[Given request 1] Quote the passage from the Bruce Anderson article that begins at the words "Bruce Anderson (born" and stops after the words "ConservativeHome until 2012.".
[Given request 2] Gather every line of the rows that contains the word "window".

[Extract]
= Bruce Anderson (columnist) =

British political columnist (born 1949)

Bruce Anderson (born 1949) is a British political columnist, currently working as a freelancer. Formerly a political editor at The Spectator and contributor to the Daily Mail, he wrote for The Independent from 2003 to September 2010, and ConservativeHome until 2012.

== Early life and education ==
Anderson was born in Orkney, and was educated at Campbell College, Belfast, and Emmanuel College, Cambridge, where he read History. He was a contemporary of the historian Paul Bew at both school and university.

==Politics==
In his youth he was a Marxist, and it was as a member of the radical organization People's Democracy (alongside Bew) that he first became involved in the civil rights campaign in Northern Ireland. Anderson participated in the most "dramatic moment in the story of People's Democracy": a four-day 'freedom walk' from Belfast to Derry, which began on New Year's Day 1969. On 4 January he and his fellow marchers were attacked by approximately 200 loyalists at Burntollet Bridge, just outside Derry.

[Data for the task]

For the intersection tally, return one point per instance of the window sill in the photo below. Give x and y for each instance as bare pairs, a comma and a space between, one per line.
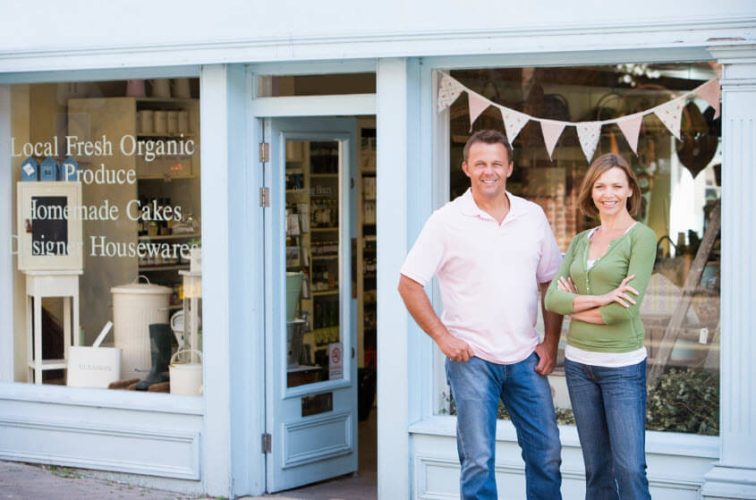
103, 398
657, 443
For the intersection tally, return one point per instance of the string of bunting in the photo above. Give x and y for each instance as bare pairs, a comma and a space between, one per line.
589, 132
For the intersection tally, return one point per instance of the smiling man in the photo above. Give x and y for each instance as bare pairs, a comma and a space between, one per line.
494, 255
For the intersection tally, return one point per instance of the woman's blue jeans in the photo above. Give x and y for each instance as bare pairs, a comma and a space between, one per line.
610, 413
477, 386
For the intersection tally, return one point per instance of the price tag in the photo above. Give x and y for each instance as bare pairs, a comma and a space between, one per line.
703, 336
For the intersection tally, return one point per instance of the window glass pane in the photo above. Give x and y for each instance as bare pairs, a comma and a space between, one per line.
349, 83
107, 227
680, 182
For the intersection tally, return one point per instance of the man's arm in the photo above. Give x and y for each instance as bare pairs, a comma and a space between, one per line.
419, 307
552, 323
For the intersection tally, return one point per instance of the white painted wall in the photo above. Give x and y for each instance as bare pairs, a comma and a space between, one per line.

[Complete answer 1]
Bruce Anderson (born 1949) is a British political columnist, currently working as a freelancer. Formerly a political editor at The Spectator and contributor to the Daily Mail, he wrote for The Independent from 2003 to September 2010, and ConservativeHome until 2012.

[Complete answer 2]
For the intersection tally, return one point per instance of the window sill in the photo below. Give x and y for each instance as bare pairs, a comma and a space between, one per line.
For the intersection tally, return one point per instance of the window glass pane in the photo above. Give x and y for each instance as bare pairs, a comma and a space between, one per line.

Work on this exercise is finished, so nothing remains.